§ Tekst
Het gaat hierbij om een secundaire verzekering. Dit betekent dat deze verzekering alleen van kracht is, voor zover de schade niet is gedekt door een andere verzekering al dan niet van oudere datum.

Een vrijwilligersorganisatie kan gebruik maken van deze collectieve verzekering voor de bij haar aangesloten vrijwilliger(s). Het is niet nodig vrijwilligers aan te melden voor de verzekering. Ook hoeft geen urenregistratie te worden bijgehouden. Niet verzekerd zijn:

-- de vrijwillige politie en de vrijwillige brandweer, vanwege speciaal voor hen getroffen rechtspositieregelingen;

-- vrijwilligers die actief zijn voor een Vereniging van Eigenaren of een huurdersvereniging, omdat deze organisaties het eigen belang tot doel hebben en niet een maatschappelijk belang;

-- vrijwilligers die zich op individuele basis inzetten, zonder dat sprake is van enig organisatorisch verband.

Artikel 1. Begripsomschrijvingen

Uit artikel 1 onder a blijkt dat organisaties waarbij vrijwilligers ingezet worden als aanvulling op de dienstverlening niet voor subsidie op grond van deze subsidieregeling in aanmerking komen.

Vrijwilligers zijn bij deze organisaties onderdeel van de bedrijfsvoering. Zij ontlasten het personeel.

De betreffende organisaties dienen de kosten voor de vrijwilligers mee te nemen in hun totale lasten.

Een groep natuurlijke personen is alleen vrijwilligersorganisatie in de zin van deze subsidieregeling als de groep zich structureel voor een bepaald doel inzet. Een groep bewoners die eens per jaar een buurtbarbecue organiseert, behoort hier bijvoorbeeld niet toe.

Vrijwilligers zoals bedoeld in artikel 1 onder b kunnen mensen zijn die zich wekelijks of één week per jaar zeven dagen inzetten, maar het kunnen ook mensen zijn die eenmaal per maand iets doen in het verband van een vrijwilligersorganisatie. Vrijwilligers moeten wel bekend zijn en geregistreerd staan als vrijwilliger binnen de organisatie waar zij hun werkzaamheden verrichten. Dat dit het geval is wordt aangetoond door middel van de gegevens bedoeld in artikel 6, onder a. De werkzaamheden welke de vrijwilliger uitvoert kunnen van zeer uiteenlopende aard zijn, bijvoorbeeld mensen verzorgen, een bestuursfunctie vervullen, chauffeur zijn of de plantsoenen bijhouden.

§ Gegeven informatie
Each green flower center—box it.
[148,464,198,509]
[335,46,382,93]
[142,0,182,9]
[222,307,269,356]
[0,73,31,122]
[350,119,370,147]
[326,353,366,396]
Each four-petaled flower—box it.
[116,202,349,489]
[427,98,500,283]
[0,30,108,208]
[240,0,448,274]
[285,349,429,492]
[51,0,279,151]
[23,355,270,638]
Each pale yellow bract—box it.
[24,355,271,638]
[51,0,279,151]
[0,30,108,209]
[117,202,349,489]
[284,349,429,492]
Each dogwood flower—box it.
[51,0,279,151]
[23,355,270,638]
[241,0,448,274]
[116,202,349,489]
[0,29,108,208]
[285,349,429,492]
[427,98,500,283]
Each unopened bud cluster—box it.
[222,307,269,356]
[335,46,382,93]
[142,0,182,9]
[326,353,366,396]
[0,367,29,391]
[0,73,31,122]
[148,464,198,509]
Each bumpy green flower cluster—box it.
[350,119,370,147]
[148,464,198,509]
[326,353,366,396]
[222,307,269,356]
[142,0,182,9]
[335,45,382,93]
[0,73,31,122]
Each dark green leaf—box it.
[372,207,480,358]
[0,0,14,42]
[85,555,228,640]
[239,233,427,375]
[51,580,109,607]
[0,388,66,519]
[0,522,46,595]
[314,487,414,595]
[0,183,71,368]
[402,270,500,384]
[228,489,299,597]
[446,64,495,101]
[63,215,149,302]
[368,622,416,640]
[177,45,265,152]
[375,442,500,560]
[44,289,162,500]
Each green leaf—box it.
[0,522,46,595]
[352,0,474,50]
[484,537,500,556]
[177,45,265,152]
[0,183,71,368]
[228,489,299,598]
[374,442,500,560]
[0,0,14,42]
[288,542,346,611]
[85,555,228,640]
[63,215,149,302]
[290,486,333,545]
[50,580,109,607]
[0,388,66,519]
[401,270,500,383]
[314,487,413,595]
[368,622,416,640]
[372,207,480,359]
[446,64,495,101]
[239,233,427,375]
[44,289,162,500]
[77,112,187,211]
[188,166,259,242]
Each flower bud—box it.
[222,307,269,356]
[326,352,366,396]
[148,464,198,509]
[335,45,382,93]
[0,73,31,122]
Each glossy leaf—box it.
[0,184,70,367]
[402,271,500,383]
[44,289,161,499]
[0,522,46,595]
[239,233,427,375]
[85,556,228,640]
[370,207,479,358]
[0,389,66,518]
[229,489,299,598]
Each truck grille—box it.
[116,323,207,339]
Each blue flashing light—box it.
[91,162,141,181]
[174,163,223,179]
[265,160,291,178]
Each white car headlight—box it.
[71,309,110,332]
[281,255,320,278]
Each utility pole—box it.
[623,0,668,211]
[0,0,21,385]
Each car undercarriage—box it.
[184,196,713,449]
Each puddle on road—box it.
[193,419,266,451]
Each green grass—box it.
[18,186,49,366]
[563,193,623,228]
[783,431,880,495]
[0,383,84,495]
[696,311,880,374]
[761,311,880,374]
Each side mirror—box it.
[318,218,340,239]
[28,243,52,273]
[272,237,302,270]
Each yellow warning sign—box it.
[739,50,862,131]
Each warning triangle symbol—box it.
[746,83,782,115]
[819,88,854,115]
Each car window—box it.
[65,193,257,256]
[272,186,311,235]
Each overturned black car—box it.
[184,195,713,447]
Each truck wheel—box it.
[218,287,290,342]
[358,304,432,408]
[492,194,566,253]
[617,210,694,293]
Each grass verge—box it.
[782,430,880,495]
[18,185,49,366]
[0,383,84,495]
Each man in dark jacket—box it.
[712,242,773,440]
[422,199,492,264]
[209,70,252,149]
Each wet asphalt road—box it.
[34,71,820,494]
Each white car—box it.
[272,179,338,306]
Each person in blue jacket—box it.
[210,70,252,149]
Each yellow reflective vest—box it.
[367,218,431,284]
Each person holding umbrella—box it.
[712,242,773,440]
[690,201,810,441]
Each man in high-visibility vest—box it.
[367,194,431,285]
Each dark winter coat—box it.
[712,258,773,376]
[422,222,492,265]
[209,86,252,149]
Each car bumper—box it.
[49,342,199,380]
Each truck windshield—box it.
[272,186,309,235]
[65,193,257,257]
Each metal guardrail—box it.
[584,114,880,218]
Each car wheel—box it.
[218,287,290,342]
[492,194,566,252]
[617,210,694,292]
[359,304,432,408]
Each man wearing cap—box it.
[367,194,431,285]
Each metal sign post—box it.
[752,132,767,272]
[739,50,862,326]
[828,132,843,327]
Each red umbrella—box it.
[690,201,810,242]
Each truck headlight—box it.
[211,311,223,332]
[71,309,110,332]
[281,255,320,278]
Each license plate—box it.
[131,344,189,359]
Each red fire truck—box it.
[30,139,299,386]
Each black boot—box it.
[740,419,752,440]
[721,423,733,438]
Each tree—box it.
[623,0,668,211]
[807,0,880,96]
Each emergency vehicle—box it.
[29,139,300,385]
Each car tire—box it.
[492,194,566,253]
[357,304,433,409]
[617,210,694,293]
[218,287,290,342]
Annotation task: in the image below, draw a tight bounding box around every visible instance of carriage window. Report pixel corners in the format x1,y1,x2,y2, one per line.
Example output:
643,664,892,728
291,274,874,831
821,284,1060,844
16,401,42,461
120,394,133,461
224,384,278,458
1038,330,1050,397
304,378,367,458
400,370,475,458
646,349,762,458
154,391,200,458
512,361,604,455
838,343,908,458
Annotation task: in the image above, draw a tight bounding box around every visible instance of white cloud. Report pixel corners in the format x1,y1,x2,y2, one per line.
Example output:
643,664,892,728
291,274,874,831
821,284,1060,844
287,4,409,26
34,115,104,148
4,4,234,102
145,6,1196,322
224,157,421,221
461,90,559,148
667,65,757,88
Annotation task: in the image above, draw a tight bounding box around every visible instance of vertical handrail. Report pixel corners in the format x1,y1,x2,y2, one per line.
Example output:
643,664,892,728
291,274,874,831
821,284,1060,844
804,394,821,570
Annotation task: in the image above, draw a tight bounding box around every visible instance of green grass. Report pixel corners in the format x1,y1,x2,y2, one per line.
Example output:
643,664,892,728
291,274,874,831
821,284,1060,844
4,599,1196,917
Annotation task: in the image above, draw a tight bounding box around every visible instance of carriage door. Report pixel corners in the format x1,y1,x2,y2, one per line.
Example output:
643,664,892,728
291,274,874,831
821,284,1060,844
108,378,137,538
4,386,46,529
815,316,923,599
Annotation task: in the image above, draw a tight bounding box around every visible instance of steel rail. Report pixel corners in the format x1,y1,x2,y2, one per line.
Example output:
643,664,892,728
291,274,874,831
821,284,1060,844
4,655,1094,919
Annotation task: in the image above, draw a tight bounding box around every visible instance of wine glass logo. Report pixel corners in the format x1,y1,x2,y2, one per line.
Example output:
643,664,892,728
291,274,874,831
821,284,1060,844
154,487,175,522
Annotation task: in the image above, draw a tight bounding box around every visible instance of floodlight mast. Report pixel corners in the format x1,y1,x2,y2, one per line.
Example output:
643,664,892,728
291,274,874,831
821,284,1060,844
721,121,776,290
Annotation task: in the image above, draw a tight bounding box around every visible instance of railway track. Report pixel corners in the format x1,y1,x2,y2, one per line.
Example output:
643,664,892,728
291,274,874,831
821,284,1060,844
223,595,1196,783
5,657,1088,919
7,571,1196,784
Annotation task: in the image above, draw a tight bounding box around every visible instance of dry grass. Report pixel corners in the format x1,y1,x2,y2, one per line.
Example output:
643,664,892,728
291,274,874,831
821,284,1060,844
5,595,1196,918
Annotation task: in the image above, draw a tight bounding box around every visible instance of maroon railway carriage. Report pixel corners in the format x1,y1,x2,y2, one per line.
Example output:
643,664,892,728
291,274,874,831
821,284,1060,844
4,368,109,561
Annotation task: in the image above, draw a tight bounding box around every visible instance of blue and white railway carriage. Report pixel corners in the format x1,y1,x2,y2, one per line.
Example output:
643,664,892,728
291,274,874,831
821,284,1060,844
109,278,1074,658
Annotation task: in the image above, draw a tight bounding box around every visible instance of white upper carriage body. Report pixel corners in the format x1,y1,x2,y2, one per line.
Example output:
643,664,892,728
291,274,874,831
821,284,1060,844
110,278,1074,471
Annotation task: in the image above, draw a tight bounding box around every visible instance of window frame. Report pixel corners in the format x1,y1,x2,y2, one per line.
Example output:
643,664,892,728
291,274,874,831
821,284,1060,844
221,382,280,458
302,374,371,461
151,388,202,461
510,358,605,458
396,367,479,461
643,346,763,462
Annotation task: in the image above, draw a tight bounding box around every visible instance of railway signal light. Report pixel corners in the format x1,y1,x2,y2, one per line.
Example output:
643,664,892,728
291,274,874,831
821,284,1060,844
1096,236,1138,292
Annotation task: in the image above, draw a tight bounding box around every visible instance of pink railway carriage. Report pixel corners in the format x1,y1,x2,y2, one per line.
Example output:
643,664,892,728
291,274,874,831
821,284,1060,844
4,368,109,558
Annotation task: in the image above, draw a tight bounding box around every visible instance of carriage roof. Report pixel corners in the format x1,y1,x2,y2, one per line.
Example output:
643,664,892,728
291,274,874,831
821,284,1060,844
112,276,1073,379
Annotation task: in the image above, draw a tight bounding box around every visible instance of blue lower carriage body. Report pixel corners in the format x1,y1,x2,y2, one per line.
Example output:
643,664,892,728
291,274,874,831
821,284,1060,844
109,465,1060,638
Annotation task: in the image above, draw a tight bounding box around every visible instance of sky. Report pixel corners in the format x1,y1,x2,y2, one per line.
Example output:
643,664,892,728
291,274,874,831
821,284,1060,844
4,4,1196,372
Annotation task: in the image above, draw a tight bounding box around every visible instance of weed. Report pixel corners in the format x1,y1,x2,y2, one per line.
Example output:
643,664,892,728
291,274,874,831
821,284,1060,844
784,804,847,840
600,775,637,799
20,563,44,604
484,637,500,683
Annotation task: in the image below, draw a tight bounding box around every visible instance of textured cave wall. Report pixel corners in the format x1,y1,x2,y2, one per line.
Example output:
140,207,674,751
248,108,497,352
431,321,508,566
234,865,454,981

§ Opgave A
Beantwoord de volgende vragen over de tekst over de vrijwilligersverzekering:
(i) Om welke reden zijn de vrijwillige politie en de vrijwillige brandweer niet verzekerd?
(ii) Welk voorbeeld geeft de tekst van een groep bewoners die geen vrijwilligersorganisatie is in de zin van de subsidieregeling?
(iii) Waarmee wordt aangetoond dat vrijwilligers geregistreerd staan binnen hun organisatie?
§ Opgave B
Zet de tekst over de vrijwilligersverzekering voort vanaf het punt waar die ophoudt.

§ Eindantwoord A
(i) Vanwege speciaal voor hen getroffen rechtspositieregelingen.
(ii) Een groep bewoners die eens per jaar een buurtbarbecue organiseert.
(iii) Door middel van de gegevens bedoeld in artikel 6, onder a.

§ Eindantwoord B
Artikel 2. Toepassingsbereik

Dit artikel spreekt voor zichzelf.

Artikel 3. Doel

Dit artikel spreekt voor zichzelf.

Artikel 4. Subsidieontvanger

Op grond van artikel 3 van de ASV bepaalt het college, voor zover van toepassing in een subsidieregeling, tevens welke doelgroepen voor subsidie in aanmerking komen. In dit artikel wordt voor de Subsidieregeling Stimulering Vrijwilligerswerk vastgelegd aan welke partijen een subsidie kan worden verstrekt.

Ten aanzien van subsidieverstrekking aan een groep van natuurlijke personen wordt het volgende opgemerkt:

1.Financiële verplichting

Wie in een groep van natuurlijke personen subsidie ontvangt, krijgt dit op persoonlijke titel. Dit betekent dat wanneer de afgesproken prestaties (in deze subsidieregeling: de besteding van het subsidiebedrag ten behoeve van de bij de vrijwilligersorganisatie aangesloten vrijwilligers) niet worden geleverd, de subsidie kan worden teruggevorderd. In dit geval is/zijn de subsidieontvanger(s) met zijn of haar privévermogen aansprakelijk.

2. Bijstandsuitkering

Indien een natuurlijke persoon een bijstandsuitkering ontvangt en hij of zij voornemens

is een subsidie aan te vragen, dan wordt aangeraden om voorafgaand aan de

subsidieaanvraag dit voornemen te bespreken met de betrokken casemanager van

Sociale Zaken IJsselgemeenten. Dit om te voorkomen dat de subsidie gezien wordt

als inkomsten en mogelijk in mindering worden gebracht op de uitkering, dan wel dat

de uitkering later worden teruggevorderd of dat er zelfs een boete wordt opgelegd.

Ook zal de betrokken casemanager beoordelen of het is toegestaan om de

gesubsidieerde activiteiten uit te voeren met behoud van uitkering en of dit past

binnen een eventueel re-integratietraject.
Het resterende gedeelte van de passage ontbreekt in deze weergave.